• Goal: Copy out every line of the entries below that contains the string "blurred". The match is case-sensitive.

• Records to process:
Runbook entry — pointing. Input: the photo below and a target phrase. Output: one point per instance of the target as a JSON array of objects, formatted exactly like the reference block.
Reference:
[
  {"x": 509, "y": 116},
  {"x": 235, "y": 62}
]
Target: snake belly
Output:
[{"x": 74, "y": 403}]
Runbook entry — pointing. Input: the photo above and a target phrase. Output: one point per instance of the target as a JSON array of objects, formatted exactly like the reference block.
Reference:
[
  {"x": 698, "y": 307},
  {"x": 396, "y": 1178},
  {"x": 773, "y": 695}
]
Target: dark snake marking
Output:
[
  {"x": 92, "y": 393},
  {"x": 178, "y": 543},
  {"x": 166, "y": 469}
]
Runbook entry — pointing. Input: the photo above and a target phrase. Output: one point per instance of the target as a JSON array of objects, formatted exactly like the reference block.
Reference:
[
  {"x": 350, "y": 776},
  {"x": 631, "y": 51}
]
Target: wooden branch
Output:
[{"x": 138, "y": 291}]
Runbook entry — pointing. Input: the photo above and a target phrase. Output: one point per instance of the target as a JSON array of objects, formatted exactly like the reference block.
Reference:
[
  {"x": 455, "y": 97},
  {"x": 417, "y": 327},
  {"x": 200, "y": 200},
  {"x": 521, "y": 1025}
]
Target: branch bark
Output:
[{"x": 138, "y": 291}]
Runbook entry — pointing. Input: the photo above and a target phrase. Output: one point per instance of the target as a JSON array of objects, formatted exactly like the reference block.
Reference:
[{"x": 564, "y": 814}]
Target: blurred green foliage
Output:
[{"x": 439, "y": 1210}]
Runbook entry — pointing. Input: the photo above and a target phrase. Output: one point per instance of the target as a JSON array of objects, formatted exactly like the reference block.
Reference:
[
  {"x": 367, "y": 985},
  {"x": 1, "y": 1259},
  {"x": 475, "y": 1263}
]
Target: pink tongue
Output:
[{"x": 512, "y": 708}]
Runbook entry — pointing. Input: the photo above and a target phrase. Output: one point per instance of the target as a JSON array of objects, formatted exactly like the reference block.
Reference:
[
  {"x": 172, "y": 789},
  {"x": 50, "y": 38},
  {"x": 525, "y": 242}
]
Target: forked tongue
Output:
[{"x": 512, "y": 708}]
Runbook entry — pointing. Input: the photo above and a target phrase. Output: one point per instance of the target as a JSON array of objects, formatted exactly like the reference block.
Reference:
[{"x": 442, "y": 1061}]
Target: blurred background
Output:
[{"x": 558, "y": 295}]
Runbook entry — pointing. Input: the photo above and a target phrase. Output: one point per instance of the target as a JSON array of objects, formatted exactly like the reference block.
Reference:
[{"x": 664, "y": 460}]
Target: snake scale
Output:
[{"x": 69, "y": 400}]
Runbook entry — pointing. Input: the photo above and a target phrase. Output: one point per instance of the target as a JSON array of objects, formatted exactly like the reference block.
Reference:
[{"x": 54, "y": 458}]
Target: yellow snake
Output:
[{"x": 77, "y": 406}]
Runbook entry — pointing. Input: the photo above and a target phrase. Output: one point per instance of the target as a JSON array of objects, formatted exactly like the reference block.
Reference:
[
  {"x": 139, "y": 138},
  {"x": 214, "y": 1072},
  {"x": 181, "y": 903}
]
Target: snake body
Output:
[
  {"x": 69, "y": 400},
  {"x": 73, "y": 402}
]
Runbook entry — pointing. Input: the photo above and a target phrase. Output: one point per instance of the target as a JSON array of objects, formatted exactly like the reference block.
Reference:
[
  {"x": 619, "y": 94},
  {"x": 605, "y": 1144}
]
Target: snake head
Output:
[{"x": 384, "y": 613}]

• Task answer:
Target: blurred green foliage
Target: blurred background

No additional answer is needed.